## [YOUR GOAL]
Could you repeat the data from the line that contains "I would appreciate it if you could identify the rocky" through the end, switching "red face" to "pink face" and leaving everything else unchanged?

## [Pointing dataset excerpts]

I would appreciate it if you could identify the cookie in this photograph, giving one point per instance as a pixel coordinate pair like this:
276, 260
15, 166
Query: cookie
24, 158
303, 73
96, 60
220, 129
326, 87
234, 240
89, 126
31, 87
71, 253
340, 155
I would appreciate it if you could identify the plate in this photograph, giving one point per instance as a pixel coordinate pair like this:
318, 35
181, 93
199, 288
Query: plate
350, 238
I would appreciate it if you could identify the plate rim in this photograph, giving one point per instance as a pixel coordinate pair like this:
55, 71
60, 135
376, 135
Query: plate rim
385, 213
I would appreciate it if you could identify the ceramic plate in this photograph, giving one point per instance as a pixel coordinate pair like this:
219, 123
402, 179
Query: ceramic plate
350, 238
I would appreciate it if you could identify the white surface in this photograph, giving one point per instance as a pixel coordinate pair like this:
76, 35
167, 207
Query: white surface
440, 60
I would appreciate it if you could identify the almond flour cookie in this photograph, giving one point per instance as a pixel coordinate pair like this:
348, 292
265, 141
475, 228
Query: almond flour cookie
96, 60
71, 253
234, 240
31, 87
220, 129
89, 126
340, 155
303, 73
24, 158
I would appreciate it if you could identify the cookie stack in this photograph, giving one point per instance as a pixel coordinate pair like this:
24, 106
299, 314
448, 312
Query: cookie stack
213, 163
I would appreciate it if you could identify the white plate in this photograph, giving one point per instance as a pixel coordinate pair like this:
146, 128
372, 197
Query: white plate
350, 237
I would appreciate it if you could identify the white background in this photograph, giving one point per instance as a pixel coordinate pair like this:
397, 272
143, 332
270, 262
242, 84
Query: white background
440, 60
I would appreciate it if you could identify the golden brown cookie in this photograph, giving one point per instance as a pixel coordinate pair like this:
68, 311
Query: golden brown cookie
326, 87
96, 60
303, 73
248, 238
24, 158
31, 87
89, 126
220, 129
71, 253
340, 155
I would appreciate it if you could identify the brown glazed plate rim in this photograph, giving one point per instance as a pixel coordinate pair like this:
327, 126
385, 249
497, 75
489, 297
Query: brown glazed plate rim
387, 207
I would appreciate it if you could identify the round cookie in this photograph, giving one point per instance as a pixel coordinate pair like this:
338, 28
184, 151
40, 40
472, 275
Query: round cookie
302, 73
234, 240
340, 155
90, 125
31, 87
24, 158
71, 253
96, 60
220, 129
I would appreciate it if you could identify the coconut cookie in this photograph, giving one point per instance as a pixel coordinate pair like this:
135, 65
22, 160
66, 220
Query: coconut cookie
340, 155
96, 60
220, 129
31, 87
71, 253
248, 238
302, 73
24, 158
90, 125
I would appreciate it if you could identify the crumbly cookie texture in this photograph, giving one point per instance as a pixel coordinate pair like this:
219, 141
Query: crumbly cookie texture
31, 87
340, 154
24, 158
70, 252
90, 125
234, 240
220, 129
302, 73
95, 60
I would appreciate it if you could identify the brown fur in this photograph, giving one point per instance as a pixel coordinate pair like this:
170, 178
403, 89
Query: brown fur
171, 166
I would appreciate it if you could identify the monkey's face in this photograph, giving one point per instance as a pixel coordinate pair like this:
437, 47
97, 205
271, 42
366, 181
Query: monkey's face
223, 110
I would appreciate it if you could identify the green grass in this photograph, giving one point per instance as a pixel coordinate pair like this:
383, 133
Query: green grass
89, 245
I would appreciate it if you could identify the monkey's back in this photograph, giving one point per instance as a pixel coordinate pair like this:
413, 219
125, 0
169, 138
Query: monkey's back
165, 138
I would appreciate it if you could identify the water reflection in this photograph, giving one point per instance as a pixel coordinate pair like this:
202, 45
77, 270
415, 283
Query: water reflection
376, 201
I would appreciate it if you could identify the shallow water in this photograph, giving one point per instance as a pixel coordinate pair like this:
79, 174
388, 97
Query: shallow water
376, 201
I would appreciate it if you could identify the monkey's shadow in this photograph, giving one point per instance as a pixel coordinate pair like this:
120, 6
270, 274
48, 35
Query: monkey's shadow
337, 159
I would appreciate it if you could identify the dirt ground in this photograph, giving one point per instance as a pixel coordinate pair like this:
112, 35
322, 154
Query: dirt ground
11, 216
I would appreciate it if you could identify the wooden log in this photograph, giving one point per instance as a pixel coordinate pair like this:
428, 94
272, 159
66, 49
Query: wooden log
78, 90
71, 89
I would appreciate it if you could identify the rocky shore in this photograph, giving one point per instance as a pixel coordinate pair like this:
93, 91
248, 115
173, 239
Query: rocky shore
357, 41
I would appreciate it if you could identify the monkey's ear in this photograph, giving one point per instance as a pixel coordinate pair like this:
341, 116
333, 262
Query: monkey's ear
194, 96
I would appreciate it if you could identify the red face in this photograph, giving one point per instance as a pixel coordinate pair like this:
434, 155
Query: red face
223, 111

## [PROBLEM SOLUTION]
I would appreciate it if you could identify the rocky shore in this photograph, giving one point per instance as a pixel coordinate pair like this:
93, 91
248, 115
173, 239
Query: rocky shore
357, 41
I would appreciate it if you could identify the monkey's ear in this photograph, giving one point per instance as a pixel coordinate pair like this:
341, 116
333, 262
Query: monkey's ear
194, 96
I would appreciate it if you could identify the pink face in this photograph, giving one point per instance as a pixel coordinate pair like this:
434, 155
Query: pink face
223, 111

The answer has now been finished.